Set the listing down again in full, word for word, with the pictures left out.

::::::::::

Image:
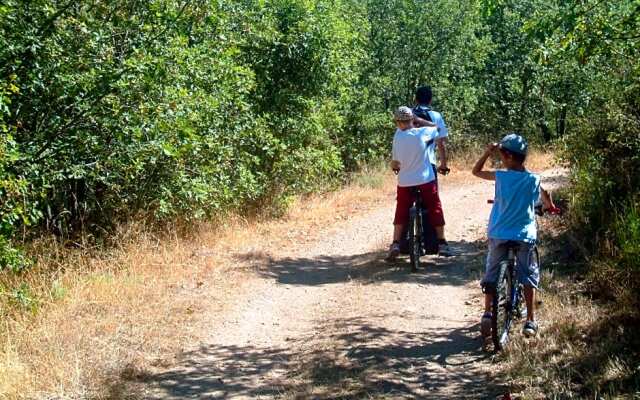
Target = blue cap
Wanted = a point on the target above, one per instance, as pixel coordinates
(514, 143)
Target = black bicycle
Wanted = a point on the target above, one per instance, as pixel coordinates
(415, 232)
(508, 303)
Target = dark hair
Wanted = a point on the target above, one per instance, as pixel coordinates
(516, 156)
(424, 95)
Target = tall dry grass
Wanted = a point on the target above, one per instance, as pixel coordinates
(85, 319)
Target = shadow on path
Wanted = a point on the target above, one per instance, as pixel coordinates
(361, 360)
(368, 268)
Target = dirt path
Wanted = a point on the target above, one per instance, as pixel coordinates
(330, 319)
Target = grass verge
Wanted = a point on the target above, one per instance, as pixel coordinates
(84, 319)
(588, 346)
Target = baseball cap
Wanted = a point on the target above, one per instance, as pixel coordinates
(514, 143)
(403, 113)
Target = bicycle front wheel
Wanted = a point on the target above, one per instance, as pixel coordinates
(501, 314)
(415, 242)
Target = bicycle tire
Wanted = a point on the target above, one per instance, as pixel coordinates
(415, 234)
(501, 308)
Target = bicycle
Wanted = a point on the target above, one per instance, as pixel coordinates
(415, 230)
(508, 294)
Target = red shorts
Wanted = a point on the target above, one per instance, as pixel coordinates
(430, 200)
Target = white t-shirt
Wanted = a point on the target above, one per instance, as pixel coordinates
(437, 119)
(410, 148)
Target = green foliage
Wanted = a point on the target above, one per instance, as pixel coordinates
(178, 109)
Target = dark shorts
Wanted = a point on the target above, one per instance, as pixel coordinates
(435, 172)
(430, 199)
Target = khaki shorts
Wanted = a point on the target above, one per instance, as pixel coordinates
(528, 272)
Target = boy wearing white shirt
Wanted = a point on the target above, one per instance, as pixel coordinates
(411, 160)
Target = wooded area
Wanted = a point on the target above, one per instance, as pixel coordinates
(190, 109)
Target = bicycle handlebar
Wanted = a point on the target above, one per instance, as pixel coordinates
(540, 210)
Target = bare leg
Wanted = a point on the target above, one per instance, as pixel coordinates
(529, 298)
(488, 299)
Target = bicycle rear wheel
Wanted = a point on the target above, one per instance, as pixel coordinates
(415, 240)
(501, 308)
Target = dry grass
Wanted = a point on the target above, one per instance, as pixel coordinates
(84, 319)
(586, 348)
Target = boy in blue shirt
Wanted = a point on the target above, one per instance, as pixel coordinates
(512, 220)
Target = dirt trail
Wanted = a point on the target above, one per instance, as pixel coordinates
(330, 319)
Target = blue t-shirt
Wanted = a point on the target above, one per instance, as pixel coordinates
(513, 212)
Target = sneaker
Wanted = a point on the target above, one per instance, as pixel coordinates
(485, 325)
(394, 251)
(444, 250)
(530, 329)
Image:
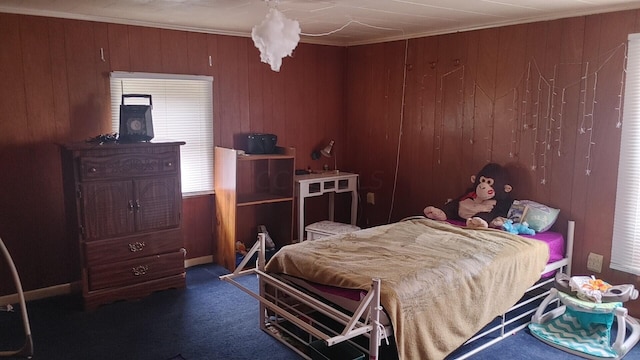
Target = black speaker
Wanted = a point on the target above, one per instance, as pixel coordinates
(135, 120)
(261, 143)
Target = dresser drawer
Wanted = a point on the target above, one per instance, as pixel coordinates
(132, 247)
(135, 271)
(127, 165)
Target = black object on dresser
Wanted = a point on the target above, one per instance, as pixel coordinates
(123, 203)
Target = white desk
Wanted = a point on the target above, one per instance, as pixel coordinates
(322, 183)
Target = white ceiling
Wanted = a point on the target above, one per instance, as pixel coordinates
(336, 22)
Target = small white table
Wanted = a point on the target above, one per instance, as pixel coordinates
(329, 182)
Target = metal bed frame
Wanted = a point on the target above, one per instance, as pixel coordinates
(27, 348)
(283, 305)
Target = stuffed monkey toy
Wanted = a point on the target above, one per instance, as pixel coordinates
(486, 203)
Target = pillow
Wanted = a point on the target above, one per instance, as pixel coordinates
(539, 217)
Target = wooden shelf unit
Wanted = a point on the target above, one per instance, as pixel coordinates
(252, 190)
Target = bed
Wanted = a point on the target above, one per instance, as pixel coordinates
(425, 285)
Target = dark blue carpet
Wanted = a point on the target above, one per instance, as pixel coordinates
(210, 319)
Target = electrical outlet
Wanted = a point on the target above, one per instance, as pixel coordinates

::::::::::

• Task response:
Image:
Target = blue cap
Wanted = a point on the target above, one per instance, as pixel coordinates
(514, 143)
Target = black bicycle
Wanted = a point on the target above, one per instance, as pixel coordinates
(415, 232)
(508, 303)
Target = dark hair
Wanted = a point on the target above, one per instance, as pixel coordinates
(516, 156)
(424, 95)
Target = tall dry grass
Wanted = a point on the target above, one per instance, as pixel coordinates
(85, 319)
Target = shadow on path
Wanted = a point on the target above, one per instance, as pixel coordinates
(361, 360)
(368, 268)
Target = dirt path
Wanted = a point on the target above, one per instance, as pixel coordinates
(330, 319)
Target = grass verge
Wanted = a point on the target above, one per instance, as pixel coordinates
(84, 319)
(588, 346)
Target = baseball cap
Wanted = a point on the target above, one per instance, as pixel coordinates
(514, 143)
(403, 113)
Target = bicycle front wheel
Wanted = a point on the target above, one per instance, as pixel coordinates
(501, 314)
(415, 242)
Target = bicycle tire
Wanted = a point on the target above, one per instance, as pixel coordinates
(415, 234)
(501, 308)
Target = bicycle
Wanted = a point on the target above, one per instance, as pixel coordinates
(415, 230)
(508, 294)
Target = red shorts
Wanted = a point on the target above, one per instance, as pixel coordinates
(430, 200)
Target = white t-shirt
Wanted = a point on the target above, one per instance, as pixel coordinates
(437, 119)
(410, 148)
Target = green foliage
Wanted = a point on the target above, one per instance, as pixel coordinates
(178, 109)
Target = dark shorts
Wanted = a point on the target above, one per instance, as pixel coordinates
(435, 172)
(430, 199)
Target = khaki shorts
Wanted = a point on the target above, one per instance, as pixel coordinates
(528, 272)
Target = boy wearing white shirt
Wanted = a point on the target above, one per instance, as pixel coordinates
(411, 160)
Target = wooded area
Wanted = a point on the target above, one per instance, as pixel coordinates
(190, 109)
Target = bicycle handlebar
Wanted = a point on the target above, one per instance, as pixel coordinates
(540, 210)
Target = bare leg
Wanted = a point on the target above, one per instance, as pixel coordinates
(529, 298)
(488, 299)
Target = bicycle rear wheel
Wanted = a point on the target above, one per instance, as pixel coordinates
(415, 240)
(501, 308)
Target = dry grass
Wanted = a point on the target above, one per instance, as pixel coordinates
(84, 319)
(586, 348)
Target = boy in blue shirt
Wanted = a point on the target above, one per instance, as pixel coordinates
(512, 220)
Target = dirt trail
Wanted = a point on the target above, one per instance, as pixel coordinates
(330, 319)
Target = blue t-shirt
Wanted = a point on the target above, one per instance, as pixel coordinates
(513, 212)
Target = sneaker
Wanted = a point on the target above, one per instance, as pixel coordinates
(485, 325)
(394, 251)
(444, 250)
(530, 329)
Image:
Target = black speaker
Wanted = a point on the target above, one per instance, as pixel coordinates
(135, 120)
(261, 143)
Target = dresser drawer
Wanted = a point on the target above, one per instance, as pixel coordinates
(132, 247)
(135, 271)
(127, 165)
Target = black object on dresser
Wanted = a point on the target above, one per instance, as pixel coordinates
(123, 203)
Target = white desk
Wanted = a point on the target above, one per instance, as pixel coordinates
(322, 183)
Target = white ceiling
Wanted = a point on the target above, one per instance, as pixel coordinates
(336, 22)
Target = small white table
Wanted = a point on the target above, one per instance, as pixel coordinates
(329, 182)
Target = metal bed frame
Wanted = a point on the target above, one per instance, as pixel coordinates
(27, 348)
(283, 305)
Target = stuffed monkey toy
Wanted = a point on the target above, one per instance, as pixel coordinates
(486, 203)
Target = pillow
Wanted = a point on the target above, one per instance, as pixel coordinates
(539, 217)
Target = wooden shelf unit
Wanted = a point on the target above, one per instance, as pixel coordinates
(252, 190)
Target = bed
Wanted = a point on the target above, one per instance, as pixel coordinates
(425, 285)
Target = dark blue carpet
Wanted = a point on the target above, one per instance, as pixel coordinates
(210, 319)
Target = electrical outlet
Wanted = a point on the target above, one per instance, as pixel coordinates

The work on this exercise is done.